- _課題文_: 以下のエントリから、文字列「green」を含む行をすべて選び出し、一行も省かずに書き写せ。

=== データセット記録 ===

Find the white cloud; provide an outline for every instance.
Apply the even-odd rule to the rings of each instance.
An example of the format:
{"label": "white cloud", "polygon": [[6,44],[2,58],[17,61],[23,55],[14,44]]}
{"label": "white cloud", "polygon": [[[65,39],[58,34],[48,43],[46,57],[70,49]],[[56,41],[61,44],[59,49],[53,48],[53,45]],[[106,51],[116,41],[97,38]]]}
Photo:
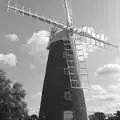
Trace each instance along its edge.
{"label": "white cloud", "polygon": [[120,93],[120,83],[117,83],[116,85],[110,85],[109,89],[113,90],[114,92],[119,92]]}
{"label": "white cloud", "polygon": [[30,69],[35,69],[35,65],[33,65],[32,63],[30,63]]}
{"label": "white cloud", "polygon": [[19,40],[19,37],[15,33],[5,35],[5,37],[8,38],[12,42],[16,42]]}
{"label": "white cloud", "polygon": [[92,85],[91,86],[91,91],[93,94],[106,94],[107,91],[100,85]]}
{"label": "white cloud", "polygon": [[9,54],[0,53],[0,62],[10,66],[16,66],[17,57],[13,53],[9,53]]}
{"label": "white cloud", "polygon": [[34,99],[34,98],[36,98],[36,97],[41,97],[41,95],[42,95],[42,92],[40,91],[40,92],[37,92],[36,94],[34,94],[33,96],[32,96],[32,99]]}
{"label": "white cloud", "polygon": [[100,67],[96,71],[97,75],[120,75],[120,65],[119,64],[106,64],[103,67]]}
{"label": "white cloud", "polygon": [[29,54],[31,55],[46,50],[49,42],[49,35],[50,33],[44,30],[33,33],[32,37],[27,40],[24,48],[28,48]]}

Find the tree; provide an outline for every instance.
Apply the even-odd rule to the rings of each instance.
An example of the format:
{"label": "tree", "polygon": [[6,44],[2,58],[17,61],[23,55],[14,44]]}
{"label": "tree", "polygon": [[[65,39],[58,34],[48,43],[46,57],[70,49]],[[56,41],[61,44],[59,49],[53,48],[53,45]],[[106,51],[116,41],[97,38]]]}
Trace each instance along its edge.
{"label": "tree", "polygon": [[22,84],[13,83],[6,77],[6,73],[0,70],[0,116],[4,117],[4,120],[17,120],[28,115],[25,95]]}

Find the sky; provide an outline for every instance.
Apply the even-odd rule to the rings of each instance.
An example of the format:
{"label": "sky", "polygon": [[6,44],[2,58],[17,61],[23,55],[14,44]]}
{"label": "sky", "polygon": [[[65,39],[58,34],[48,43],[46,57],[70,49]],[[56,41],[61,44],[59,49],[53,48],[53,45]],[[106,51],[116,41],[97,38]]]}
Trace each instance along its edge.
{"label": "sky", "polygon": [[[23,84],[29,113],[38,113],[49,51],[50,25],[6,11],[0,0],[0,68],[12,81]],[[16,0],[18,7],[66,23],[63,0]],[[119,0],[71,0],[74,26],[92,26],[119,46]],[[120,56],[115,49],[99,49],[88,56],[88,113],[120,109]]]}

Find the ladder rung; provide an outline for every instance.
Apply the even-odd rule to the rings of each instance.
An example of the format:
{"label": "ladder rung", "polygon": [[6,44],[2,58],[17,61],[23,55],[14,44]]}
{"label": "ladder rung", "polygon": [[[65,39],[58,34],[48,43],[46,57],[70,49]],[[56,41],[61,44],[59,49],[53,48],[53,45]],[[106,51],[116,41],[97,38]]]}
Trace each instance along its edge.
{"label": "ladder rung", "polygon": [[72,50],[65,50],[65,54],[73,54]]}
{"label": "ladder rung", "polygon": [[80,73],[79,75],[83,75],[83,76],[86,76],[86,75],[88,75],[88,73],[83,73],[83,74],[81,74],[81,73]]}
{"label": "ladder rung", "polygon": [[88,69],[87,67],[80,67],[80,69]]}
{"label": "ladder rung", "polygon": [[74,62],[74,60],[73,59],[68,59],[67,62]]}
{"label": "ladder rung", "polygon": [[70,73],[70,72],[69,72],[69,74],[70,74],[70,75],[77,75],[77,73]]}
{"label": "ladder rung", "polygon": [[80,82],[78,81],[70,81],[71,82],[71,87],[80,87]]}
{"label": "ladder rung", "polygon": [[78,76],[77,75],[70,75],[70,79],[78,79]]}

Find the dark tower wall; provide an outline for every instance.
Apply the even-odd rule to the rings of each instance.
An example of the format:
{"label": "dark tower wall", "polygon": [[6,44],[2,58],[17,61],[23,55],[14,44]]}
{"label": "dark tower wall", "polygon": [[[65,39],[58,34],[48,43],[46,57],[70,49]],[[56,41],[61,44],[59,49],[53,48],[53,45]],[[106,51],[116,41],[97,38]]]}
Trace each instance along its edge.
{"label": "dark tower wall", "polygon": [[[64,57],[64,42],[50,46],[40,105],[40,120],[64,120],[64,111],[72,111],[74,120],[87,120],[82,89],[72,89]],[[66,119],[72,120],[72,119]]]}

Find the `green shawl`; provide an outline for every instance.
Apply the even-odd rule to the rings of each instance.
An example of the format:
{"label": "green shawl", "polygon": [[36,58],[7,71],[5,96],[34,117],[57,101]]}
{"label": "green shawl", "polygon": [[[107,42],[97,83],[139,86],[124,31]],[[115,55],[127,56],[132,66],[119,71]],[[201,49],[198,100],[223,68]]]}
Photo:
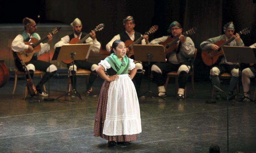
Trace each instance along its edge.
{"label": "green shawl", "polygon": [[117,56],[114,54],[112,54],[110,56],[106,57],[105,60],[108,61],[111,67],[116,72],[116,74],[119,75],[128,74],[130,60],[126,55],[123,58],[123,62],[121,61]]}

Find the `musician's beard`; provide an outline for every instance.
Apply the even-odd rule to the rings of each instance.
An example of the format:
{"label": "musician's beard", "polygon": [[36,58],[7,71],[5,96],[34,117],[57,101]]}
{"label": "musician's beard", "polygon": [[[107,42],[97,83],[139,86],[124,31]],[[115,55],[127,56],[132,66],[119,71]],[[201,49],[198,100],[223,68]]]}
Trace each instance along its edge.
{"label": "musician's beard", "polygon": [[76,31],[75,31],[75,33],[77,36],[79,36],[80,35],[80,34],[81,33],[81,31],[80,31],[79,32],[77,32]]}

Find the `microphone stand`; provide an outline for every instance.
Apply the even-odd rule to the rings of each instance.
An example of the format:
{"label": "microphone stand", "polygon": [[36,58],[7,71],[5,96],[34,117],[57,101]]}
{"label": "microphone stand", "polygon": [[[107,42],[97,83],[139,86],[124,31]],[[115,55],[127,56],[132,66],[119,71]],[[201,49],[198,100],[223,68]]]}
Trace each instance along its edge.
{"label": "microphone stand", "polygon": [[227,135],[228,135],[227,142],[228,143],[228,95],[223,91],[223,90],[219,88],[217,86],[214,85],[213,86],[215,89],[217,89],[219,91],[225,94],[227,96]]}
{"label": "microphone stand", "polygon": [[[49,60],[48,61],[48,63],[49,63],[49,66],[50,65],[50,51],[49,51],[48,52],[48,56],[49,57]],[[49,72],[50,71],[50,68],[49,67]],[[44,100],[46,101],[53,101],[55,99],[53,98],[50,98],[50,80],[48,80],[48,97],[44,98]]]}

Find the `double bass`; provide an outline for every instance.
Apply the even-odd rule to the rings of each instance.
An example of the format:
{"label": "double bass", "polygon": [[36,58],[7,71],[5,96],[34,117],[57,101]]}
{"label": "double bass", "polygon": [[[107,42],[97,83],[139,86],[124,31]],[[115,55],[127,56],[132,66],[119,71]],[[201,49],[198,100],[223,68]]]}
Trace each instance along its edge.
{"label": "double bass", "polygon": [[0,88],[6,84],[9,77],[9,70],[4,64],[4,61],[0,60]]}

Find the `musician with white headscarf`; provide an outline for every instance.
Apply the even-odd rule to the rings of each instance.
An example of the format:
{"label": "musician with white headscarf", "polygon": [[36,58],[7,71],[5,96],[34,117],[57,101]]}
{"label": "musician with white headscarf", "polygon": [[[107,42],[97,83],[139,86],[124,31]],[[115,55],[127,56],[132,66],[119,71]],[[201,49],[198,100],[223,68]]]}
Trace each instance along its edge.
{"label": "musician with white headscarf", "polygon": [[[83,25],[81,21],[79,18],[77,18],[75,19],[70,25],[73,27],[74,33],[69,35],[67,35],[62,38],[60,40],[54,45],[54,49],[57,47],[61,47],[65,44],[68,43],[72,38],[75,38],[81,39],[87,34],[87,33],[84,33],[82,32]],[[89,34],[91,37],[87,38],[85,42],[90,45],[89,49],[91,50],[95,53],[99,53],[100,48],[100,43],[98,41],[96,38],[95,32],[92,30]],[[76,88],[76,73],[77,69],[82,68],[91,70],[92,72],[90,74],[89,82],[86,85],[86,94],[89,96],[92,95],[92,86],[97,77],[96,70],[98,65],[89,62],[85,60],[75,60],[74,62],[74,70],[73,70],[73,65],[72,63],[68,64],[69,77],[70,77],[72,83],[71,84],[73,85],[74,82],[74,86],[73,87],[74,89]],[[72,75],[74,75],[74,77],[72,77]]]}

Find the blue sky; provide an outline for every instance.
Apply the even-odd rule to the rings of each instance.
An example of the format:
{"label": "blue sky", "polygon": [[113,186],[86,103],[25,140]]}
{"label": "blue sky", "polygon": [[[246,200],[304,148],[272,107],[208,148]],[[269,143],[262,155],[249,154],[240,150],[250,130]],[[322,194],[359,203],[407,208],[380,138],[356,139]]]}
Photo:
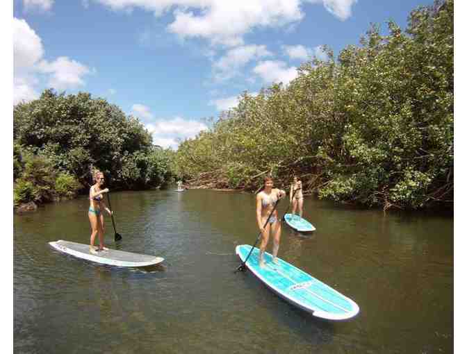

===

- _課題の出力_:
Find the `green shawl`; provide an outline for every instance.
{"label": "green shawl", "polygon": [[36,58],[7,71],[5,96],[34,117],[57,101]]}
{"label": "green shawl", "polygon": [[[107,42],[97,83],[139,86],[124,31]],[[115,55],[127,56],[132,66],[119,71]],[[201,49],[198,100],[223,68]]]}
{"label": "green shawl", "polygon": [[117,56],[114,54],[112,54],[110,56],[106,57],[105,60],[108,61],[111,67],[116,72],[116,74],[119,75],[128,74],[130,60],[126,55],[123,58],[123,62],[121,61]]}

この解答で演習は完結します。